### Yazılı yönerge 1
Aşağıdaki (a), (b) ve (c) ifadelerinin zihniyetler üzerine metinle uyuşup uyuşmadığını belirtin: (a) İki çeşit zihniyet vardır ve üçüncüsü yoktur. (b) Seküler zihniyet ilâhî olanı kabul eder. (c) Mü'minler tüm zamanlarda ikinci âyete sarılmışlardır. Her ifade için evet ya da hayır deyin ve kararı belirleyen sözleri metinden aynen alıntılayın.
### Yazılı yönerge 2
Kayıtlarda "tree" dizesini içeren her satırı seçip çıkarın. Büyük ve küçük harf ayrımını gözetin.

### Verilen metin
┌──

14 Haziran 2024 Cuma

İslâmî Zihniyet, Seküler Zihniyet

 

“Onlara âyetlerimiz apaçık belgeler olarak okunduğunda, bizimle karşılaşmayı ummayanlar, derler ki: Bundan başka bir Kur’ân getir veyâ onu değiştir. De ki: Benim onu kendi nefsimin bir öngörmesi olarak değiştirmem benim için olacak şey değildir. Ben, yalnızca bana vahyolunana uyarım. Eğer Rabbime isyân edersem, gerçekten ben, büyük günün azâbından korkarım” (Yûnus 15).

 

“Ne zaman onlara: ‘Allah’ın indirdiklerine uyun’ denilse, onlar: ‘Hayır, biz, atalarımızı üzerinde bulduğumuz şeye (geleneğe) uyarız’ derler. (Peki) Ya atalarının aklı bir şeye ermez ve doğru yolu da bulamamış idiyseler?” (Bakara 170).

 

Bunlar İslâmî zihniyeti ve seküler zihniyeti gösteren ve tanıtan iki âyettir. Tüm zamanlarda mü’minler birinci âyeti dillendirirken, kâfir ve müşrikler ise ikinci âyete sarılmışlardır. Bu günümüzde de böyledir. 

 

Zihniyet: “Bir toplumdaki yada topluluktaki bireylerde, görüş ve inanış etmenlerinin etkisiyle oluşan düşünme yolu, düşünüş biçimi”.

 

Seküler: “Din’den bağımsız olan, işe dîni karıştırmayan, din-dışı, dîne göre olmayan, dîne değil, Dünyâ’ya âit olan, dünyevî olan” anlamlarındadır.

 

İnsanlık-târihi, zihniyetlerin savaşımının ve mücâdelesinin târihidir. İki çeşit zihniyet vardır ve bir üçüncüsü yoktur. Çünkü hak ve bâtıldan başka üçüncü bir şık yoktur. Zihniyet ya hak zihniyettir ve peygamberler ve mü’minler temsil eder, yada seküler-bâtıl zihniyettir ki insanların çoğunluğu olan câhil, kâfir ve müşrik kesim temsil eder.  

 

İslâmî zihniyet hem dünyevî olanı bilir ve tanır, hem de mânevî-ilâhî olanı bilir ve tanır ve de ilâhî olana aykırı olmadığı müddetçe kabûl eder. Seküler zihniyet ise ilâhî olanı hem bilmez ve tanımaz hem de kabûl etmez ve sâdece beşerî ve dünyevî olana sarılır. Bu nedenle Kur’ân’dan, Sünnet’ten, bilimden, akla ve mantığa uygun istediğiniz delîli getirin, sekülere zihniyete sâhip olan insanların çoğu yine de mevcut zihniyetlerine, alışık oldukları şeylere, hayâllerine, arzularına ve çıkarlarına göre düşünmeye devâm ederler ve buna göre hareket ederler.

└──

### Veriler
┌──

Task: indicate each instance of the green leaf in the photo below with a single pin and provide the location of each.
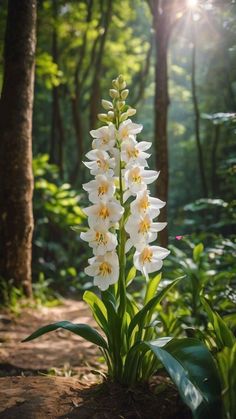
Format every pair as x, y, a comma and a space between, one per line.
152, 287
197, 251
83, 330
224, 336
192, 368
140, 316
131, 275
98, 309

└──
┌──

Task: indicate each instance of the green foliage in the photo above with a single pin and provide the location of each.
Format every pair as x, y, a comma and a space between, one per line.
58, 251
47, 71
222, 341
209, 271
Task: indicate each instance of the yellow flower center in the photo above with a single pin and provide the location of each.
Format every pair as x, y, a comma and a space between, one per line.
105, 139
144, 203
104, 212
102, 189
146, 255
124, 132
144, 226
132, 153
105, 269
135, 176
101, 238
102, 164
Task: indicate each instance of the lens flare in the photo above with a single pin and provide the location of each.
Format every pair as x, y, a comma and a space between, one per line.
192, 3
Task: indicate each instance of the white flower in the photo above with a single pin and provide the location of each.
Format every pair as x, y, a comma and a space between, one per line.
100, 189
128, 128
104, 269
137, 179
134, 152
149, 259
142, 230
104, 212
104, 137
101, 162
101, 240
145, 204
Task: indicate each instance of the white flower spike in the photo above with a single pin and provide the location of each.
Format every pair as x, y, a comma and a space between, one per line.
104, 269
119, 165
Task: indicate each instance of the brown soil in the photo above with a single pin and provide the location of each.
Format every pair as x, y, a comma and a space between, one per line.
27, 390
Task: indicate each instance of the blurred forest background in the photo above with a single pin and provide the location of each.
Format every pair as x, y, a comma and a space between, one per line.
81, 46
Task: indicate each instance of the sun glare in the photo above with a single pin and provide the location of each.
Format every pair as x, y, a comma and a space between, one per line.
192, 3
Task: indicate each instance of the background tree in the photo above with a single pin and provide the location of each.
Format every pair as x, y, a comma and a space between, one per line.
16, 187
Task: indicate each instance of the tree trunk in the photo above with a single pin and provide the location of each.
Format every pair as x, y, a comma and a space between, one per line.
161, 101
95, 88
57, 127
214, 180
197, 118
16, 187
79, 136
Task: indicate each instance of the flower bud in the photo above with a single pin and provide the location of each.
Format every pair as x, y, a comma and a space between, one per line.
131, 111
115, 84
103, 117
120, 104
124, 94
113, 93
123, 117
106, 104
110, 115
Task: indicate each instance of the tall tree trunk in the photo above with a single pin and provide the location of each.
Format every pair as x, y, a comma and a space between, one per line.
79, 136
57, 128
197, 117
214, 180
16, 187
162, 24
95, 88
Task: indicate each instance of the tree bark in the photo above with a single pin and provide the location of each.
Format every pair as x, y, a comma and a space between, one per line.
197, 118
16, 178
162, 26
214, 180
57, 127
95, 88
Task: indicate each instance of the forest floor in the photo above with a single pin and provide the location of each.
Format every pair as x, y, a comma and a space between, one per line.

└──
┌──

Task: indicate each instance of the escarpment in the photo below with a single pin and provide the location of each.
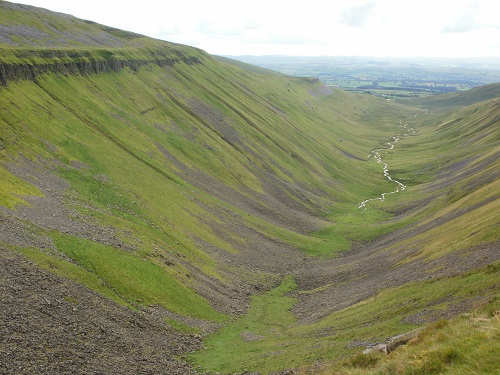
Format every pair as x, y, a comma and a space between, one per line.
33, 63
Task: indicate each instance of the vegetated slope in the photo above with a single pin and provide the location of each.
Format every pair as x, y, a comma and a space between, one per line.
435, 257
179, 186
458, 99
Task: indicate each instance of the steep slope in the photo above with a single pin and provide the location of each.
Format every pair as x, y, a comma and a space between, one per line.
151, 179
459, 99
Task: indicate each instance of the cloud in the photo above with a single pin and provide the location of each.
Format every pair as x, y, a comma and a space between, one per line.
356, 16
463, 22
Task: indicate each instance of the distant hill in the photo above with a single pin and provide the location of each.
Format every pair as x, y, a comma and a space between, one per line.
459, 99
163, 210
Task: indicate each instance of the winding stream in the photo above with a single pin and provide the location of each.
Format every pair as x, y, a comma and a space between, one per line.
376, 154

└──

### Alıştırma çözümü 1
(a) Evet: "İki çeşit zihniyet vardır ve bir üçüncüsü yoktur."
(b) Hayır: "Seküler zihniyet ise ilâhî olanı hem bilmez ve tanımaz hem de kabûl etmez"
(c) Hayır: "Tüm zamanlarda mü’minler birinci âyeti dillendirirken, kâfir ve müşrikler ise ikinci âyete sarılmışlardır."

### Alıştırma çözümü 2
Task: indicate each instance of the background tree in the photo above with a single pin and provide the location of each.
Task: indicate each instance of the tree trunk in the photo above with a single pin and provide the location of each.
Task: indicate each instance of the tall tree trunk in the photo above with a single pin and provide the location of each.
Task: indicate each instance of the tree bark in the photo above with a single pin and provide the location of each.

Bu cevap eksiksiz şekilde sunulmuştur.